Required work:
A. Decide whether each statement below agrees with the forum thread. For each, answer yes or no and quote the words of the thread that decide it. (i) Captain Morgan puts the weight of the grill at around 250. (ii) Finney aims to arrive after lunch. (iii) Larry says the competition will be the cooker's first use.
B. Reproduce the stretch of the forum thread from "But then I'll" through "would blow out." word for word.

Source:
What's odd is that usually a tandem axle tractor is used to pull 48' trailers vs the singles axles...that primo must have been the heaviest thing on that trailer...or the only thing.


----------



## DaleP (Apr 17, 2007)

That is nice Larry. New toys are cool.


----------



## LarryWolfe (Apr 17, 2007)

Cliff H. said:
			
		

> Larry, are you planning on competing with a cooker that you have not broke in yet ?



Yes Cliff, it'll be it's maiden voyage and will be cooking the winning BBQ at SOTB!!


----------



## JWJR40 (Apr 18, 2007)

Larry,
Nice looking smoker.  What is going to be the price for your brother?


----------



## SoEzzy (Apr 19, 2007)

Captain Morgan said:
			
		

> done claimed em....and I get the Primo if he dies in Myrtle Beach.



Be careful eating anything prepared by Captain Morgan at Myrtle Beach, Larry... 

You have been warned!


----------



## Captain Morgan (Apr 19, 2007)

too Late!  he's on the road now!  Can't wait to feed him some
of my salmon surprise!!

actually, I have to unload the stinking thing for him...
it weighs around 250 I believe.  I do all the work, he
gets all the glory.

Wonder what he'll say if I drop it and break it?


----------



## Finney (Apr 19, 2007)

Good to know you're unloading it.  Now I don't have to show up in time to do it.   [smilie=a_bravo.gif]  [smilie=a_goodjob.gif]  [smilie=a_takethatfoo.gif]


----------



## Captain Morgan (Apr 19, 2007)

well I do have to wait on Garland again this year, and
last year he was late.  This year, when I need him to be
late, he'll be early.

what time are you and Rev getting there?


----------



## Finney (Apr 19, 2007)

I'm shooting for before lunch.  

But then I'll be going to lunch.   

Can't ever tell when Rev Jr will get there.  He's a big ad guy... always working. :roll:


----------



## Captain Morgan (Apr 19, 2007)

ok, Larry has arrived save in town with the grill....no apparent
damage.  I was kind of hoping it would blow out.


----------



## Finney (Apr 19, 2007)

I don't think a hurricane would blow that heavy thing out.

Supplied information:
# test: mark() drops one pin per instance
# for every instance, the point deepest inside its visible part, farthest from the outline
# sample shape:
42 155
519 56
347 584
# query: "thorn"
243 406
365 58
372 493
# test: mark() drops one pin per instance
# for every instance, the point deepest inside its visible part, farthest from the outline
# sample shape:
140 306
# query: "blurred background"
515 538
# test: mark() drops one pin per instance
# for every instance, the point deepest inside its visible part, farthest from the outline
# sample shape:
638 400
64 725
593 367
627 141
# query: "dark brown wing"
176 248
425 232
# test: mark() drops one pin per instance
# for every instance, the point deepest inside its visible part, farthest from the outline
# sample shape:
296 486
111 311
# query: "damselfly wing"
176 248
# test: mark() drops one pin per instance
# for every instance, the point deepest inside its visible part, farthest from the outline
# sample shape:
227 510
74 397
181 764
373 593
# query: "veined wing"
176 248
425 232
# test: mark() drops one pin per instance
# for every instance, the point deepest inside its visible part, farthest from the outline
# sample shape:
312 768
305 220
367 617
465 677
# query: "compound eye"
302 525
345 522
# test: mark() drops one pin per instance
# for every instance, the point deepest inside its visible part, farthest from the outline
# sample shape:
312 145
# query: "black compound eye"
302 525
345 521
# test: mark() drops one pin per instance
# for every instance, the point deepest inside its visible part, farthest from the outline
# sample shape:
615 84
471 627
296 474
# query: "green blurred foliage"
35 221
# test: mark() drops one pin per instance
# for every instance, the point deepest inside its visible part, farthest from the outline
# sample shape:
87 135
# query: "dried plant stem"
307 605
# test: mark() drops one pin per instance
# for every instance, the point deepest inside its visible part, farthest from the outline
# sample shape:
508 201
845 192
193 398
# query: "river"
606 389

...

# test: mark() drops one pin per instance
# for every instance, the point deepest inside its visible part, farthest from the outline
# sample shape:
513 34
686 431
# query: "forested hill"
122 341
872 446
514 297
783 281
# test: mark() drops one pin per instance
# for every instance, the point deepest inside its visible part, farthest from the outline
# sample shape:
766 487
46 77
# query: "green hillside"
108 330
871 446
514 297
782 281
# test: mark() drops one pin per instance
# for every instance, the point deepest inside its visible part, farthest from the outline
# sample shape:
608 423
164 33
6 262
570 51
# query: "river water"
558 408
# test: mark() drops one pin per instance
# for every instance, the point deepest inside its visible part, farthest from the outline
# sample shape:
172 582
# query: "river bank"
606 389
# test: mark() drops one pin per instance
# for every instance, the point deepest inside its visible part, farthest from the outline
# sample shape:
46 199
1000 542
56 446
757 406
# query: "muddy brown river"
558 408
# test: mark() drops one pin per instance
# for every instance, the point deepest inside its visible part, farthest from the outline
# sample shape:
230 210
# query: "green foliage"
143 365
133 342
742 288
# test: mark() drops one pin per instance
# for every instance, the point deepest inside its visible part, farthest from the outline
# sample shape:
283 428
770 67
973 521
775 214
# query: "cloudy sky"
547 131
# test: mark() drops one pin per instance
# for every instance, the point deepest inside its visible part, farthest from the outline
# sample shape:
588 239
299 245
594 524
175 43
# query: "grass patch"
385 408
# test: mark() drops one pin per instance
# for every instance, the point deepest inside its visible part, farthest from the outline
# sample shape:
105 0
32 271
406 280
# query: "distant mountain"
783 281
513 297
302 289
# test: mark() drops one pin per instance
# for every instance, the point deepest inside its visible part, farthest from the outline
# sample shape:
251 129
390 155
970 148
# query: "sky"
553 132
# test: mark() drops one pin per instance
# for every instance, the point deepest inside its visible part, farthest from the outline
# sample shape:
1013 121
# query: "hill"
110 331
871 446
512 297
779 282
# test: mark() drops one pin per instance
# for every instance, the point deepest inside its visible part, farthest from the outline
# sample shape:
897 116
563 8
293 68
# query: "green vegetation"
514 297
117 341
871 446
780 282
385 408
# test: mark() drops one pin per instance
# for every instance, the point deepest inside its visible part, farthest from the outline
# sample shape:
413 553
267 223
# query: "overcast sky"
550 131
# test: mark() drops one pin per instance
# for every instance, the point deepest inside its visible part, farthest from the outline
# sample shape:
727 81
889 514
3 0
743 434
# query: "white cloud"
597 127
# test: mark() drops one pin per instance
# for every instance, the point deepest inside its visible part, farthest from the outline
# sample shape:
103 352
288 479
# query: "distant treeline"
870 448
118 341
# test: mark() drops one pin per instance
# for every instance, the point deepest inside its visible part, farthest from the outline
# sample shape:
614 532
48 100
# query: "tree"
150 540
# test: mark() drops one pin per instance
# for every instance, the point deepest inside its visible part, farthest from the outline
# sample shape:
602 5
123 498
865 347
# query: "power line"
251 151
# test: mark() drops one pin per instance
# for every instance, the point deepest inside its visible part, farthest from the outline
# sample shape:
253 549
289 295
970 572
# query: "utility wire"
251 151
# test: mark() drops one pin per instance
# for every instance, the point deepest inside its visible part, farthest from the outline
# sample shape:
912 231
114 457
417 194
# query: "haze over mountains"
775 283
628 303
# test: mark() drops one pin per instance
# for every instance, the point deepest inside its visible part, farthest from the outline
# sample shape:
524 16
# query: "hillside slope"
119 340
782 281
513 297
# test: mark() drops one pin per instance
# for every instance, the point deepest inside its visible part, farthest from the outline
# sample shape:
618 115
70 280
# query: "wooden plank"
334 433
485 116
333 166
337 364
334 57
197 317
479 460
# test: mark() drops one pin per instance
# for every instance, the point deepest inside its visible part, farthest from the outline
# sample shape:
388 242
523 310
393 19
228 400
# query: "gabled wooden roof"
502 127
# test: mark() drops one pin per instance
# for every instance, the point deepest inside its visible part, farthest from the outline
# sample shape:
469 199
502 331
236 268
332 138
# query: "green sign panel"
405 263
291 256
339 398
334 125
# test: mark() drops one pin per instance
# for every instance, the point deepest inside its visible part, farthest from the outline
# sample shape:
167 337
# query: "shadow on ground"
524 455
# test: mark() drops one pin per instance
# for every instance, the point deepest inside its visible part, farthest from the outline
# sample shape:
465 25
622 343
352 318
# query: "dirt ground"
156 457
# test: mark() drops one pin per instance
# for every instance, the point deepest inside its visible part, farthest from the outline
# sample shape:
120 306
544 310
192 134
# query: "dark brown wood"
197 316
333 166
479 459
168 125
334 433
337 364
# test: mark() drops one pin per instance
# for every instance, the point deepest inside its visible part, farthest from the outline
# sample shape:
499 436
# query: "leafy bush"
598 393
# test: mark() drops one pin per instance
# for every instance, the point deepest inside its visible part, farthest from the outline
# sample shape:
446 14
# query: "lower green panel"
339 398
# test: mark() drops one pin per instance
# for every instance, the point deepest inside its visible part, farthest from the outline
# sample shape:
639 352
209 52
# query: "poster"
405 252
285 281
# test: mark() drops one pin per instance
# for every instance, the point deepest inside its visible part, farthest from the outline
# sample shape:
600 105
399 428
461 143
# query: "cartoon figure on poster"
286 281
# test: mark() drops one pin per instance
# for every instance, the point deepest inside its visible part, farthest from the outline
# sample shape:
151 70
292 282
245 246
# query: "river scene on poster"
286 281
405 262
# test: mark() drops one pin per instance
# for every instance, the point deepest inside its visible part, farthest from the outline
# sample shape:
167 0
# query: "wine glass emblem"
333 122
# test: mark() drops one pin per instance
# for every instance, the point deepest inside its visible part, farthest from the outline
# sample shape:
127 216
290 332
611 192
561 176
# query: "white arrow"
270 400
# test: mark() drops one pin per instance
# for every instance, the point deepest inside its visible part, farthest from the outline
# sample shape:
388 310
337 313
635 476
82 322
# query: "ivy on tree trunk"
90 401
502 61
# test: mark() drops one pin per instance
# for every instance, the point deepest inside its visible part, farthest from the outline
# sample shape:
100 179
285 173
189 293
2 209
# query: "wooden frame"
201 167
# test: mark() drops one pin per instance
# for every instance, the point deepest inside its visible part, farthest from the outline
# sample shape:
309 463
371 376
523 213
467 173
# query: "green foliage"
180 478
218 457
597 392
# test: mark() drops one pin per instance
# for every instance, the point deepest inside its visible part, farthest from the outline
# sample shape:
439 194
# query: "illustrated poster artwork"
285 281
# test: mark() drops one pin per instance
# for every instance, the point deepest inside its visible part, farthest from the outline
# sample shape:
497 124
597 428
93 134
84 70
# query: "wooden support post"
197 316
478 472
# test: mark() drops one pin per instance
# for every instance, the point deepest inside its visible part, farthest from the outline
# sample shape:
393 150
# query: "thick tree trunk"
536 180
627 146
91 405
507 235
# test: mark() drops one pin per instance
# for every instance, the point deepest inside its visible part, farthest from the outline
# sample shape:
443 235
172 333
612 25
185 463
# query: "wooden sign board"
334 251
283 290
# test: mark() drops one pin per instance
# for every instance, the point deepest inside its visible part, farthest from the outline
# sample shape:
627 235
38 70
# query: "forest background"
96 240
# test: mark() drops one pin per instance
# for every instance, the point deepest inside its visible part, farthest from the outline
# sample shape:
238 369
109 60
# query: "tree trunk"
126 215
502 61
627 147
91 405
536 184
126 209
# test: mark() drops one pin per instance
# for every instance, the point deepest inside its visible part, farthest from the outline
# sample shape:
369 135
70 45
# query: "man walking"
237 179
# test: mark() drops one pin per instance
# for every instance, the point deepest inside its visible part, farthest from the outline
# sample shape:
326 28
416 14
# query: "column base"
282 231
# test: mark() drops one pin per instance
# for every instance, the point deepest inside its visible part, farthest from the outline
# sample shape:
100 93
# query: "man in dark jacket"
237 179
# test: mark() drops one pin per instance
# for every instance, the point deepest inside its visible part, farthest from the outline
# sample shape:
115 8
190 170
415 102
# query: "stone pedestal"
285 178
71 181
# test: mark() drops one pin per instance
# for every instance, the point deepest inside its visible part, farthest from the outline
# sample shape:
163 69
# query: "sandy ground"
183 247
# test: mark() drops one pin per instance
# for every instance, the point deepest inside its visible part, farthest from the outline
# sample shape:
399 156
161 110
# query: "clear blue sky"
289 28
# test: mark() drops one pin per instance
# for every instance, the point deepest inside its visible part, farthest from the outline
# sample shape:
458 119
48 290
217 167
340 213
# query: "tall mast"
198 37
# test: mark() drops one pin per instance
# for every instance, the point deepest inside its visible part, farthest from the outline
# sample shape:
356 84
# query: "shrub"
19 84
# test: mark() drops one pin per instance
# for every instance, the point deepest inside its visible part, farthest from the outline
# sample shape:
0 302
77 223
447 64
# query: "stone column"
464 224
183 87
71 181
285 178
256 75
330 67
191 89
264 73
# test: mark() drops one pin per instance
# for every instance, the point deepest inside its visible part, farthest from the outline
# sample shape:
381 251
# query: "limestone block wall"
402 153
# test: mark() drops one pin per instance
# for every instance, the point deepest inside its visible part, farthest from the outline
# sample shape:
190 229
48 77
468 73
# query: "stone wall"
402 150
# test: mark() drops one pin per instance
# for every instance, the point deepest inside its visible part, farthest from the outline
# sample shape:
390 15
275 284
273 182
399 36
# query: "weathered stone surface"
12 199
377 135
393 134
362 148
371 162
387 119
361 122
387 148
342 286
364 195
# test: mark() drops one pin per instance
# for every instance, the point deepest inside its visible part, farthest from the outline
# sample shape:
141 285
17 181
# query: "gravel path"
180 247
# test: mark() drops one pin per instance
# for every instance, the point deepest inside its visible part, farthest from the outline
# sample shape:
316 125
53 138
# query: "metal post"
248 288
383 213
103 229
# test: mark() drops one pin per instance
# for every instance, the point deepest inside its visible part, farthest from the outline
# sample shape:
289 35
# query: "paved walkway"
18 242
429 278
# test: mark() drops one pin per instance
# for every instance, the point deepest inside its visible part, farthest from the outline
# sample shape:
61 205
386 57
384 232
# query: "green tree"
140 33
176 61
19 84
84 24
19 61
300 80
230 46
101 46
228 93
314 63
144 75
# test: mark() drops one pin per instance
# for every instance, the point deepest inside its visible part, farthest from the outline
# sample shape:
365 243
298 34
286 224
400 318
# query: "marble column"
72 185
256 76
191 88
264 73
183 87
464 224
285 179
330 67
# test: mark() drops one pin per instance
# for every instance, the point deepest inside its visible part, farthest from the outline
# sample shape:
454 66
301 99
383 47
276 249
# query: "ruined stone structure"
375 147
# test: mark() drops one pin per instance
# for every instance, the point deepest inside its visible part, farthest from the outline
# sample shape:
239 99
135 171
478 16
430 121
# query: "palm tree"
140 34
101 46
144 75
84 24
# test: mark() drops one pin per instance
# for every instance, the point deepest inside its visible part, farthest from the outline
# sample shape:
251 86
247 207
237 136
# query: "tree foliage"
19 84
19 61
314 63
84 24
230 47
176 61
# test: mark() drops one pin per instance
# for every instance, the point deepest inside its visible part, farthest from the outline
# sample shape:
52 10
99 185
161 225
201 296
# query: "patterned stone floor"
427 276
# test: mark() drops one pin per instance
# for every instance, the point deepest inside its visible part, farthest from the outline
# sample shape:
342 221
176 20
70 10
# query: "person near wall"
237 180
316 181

* * *

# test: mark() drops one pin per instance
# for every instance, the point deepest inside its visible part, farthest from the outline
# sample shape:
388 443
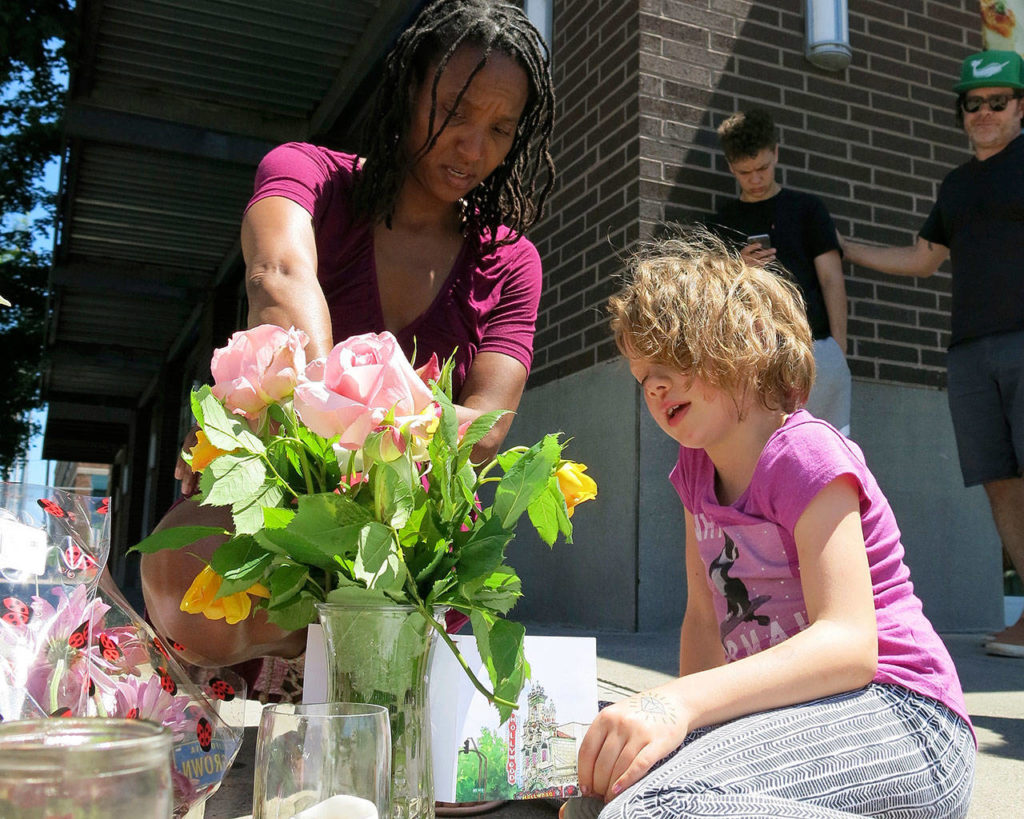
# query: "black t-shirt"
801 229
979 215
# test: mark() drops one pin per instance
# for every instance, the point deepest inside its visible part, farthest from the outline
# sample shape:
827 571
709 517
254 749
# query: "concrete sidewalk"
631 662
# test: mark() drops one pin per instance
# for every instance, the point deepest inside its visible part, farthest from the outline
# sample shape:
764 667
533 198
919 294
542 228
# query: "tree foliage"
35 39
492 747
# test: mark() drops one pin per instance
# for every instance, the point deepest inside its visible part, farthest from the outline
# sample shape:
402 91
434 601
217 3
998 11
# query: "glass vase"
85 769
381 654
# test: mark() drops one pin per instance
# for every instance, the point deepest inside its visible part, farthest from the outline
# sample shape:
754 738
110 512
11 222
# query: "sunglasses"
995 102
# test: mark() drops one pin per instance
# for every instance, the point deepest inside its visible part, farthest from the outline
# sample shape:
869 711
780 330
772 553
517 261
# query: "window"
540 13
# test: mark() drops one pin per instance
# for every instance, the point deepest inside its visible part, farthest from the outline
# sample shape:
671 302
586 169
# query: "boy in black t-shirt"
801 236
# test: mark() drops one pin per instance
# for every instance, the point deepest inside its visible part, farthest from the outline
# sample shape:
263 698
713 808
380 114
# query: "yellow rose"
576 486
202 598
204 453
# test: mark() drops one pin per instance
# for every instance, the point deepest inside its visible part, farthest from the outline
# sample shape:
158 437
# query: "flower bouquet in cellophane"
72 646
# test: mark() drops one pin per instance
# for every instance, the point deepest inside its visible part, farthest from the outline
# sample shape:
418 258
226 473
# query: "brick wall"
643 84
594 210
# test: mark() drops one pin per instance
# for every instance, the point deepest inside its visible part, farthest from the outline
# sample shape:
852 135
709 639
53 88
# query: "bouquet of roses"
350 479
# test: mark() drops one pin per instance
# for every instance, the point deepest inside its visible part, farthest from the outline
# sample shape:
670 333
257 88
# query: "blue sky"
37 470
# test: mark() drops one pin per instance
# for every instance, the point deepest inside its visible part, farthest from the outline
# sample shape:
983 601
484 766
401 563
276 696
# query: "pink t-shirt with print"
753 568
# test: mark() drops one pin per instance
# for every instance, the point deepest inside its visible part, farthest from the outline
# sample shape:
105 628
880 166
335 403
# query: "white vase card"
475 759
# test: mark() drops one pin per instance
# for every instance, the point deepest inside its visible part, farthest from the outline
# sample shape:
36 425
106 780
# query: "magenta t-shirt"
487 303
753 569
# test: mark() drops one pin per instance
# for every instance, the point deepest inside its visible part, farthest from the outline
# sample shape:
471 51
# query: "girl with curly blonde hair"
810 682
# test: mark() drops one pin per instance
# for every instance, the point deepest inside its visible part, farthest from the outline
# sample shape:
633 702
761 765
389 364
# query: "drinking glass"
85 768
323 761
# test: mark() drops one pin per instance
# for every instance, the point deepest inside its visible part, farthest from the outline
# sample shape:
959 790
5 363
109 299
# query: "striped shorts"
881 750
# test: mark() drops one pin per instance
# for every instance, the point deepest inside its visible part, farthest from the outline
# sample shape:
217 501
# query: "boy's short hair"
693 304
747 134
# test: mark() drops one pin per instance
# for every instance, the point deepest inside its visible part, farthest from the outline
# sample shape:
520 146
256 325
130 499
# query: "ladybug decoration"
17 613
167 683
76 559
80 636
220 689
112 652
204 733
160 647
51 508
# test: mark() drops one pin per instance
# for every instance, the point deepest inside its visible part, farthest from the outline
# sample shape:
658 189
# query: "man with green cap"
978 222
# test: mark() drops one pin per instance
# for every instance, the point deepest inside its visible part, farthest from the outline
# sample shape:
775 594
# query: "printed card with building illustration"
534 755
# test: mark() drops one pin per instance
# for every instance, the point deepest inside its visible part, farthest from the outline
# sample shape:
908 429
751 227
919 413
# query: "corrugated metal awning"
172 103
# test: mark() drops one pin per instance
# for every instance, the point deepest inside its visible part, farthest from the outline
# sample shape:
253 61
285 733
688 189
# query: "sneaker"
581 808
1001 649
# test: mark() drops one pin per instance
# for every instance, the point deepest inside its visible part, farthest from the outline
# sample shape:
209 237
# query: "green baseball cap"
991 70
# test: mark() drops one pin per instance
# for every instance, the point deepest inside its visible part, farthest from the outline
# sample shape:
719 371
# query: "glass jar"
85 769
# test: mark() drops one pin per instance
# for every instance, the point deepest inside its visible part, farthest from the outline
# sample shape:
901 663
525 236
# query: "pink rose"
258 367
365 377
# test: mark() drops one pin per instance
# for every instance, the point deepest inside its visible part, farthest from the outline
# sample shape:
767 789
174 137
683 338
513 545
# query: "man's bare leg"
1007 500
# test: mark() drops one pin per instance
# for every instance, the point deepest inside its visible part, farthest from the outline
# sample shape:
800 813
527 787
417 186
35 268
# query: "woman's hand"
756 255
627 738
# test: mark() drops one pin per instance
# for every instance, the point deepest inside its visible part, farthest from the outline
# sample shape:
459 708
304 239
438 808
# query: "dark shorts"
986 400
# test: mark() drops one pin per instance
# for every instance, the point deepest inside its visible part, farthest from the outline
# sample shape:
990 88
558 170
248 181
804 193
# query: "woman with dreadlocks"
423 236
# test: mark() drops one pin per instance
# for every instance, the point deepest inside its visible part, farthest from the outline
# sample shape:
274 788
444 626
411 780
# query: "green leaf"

Worked answers:
A.
(i) Yes: "it weighs around 250 I believe."
(ii) No: "I'm shooting for before lunch."
(iii) Yes: "it'll be it's maiden voyage and will be cooking the winning BBQ at SOTB!!"

B.
But then I'll be going to lunch.   

Can't ever tell when Rev Jr will get there.  He's a big ad guy... always working. :roll:


----------



## Captain Morgan (Apr 19, 2007)

ok, Larry has arrived save in town with the grill....no apparent
damage.  I was kind of hoping it would blow out.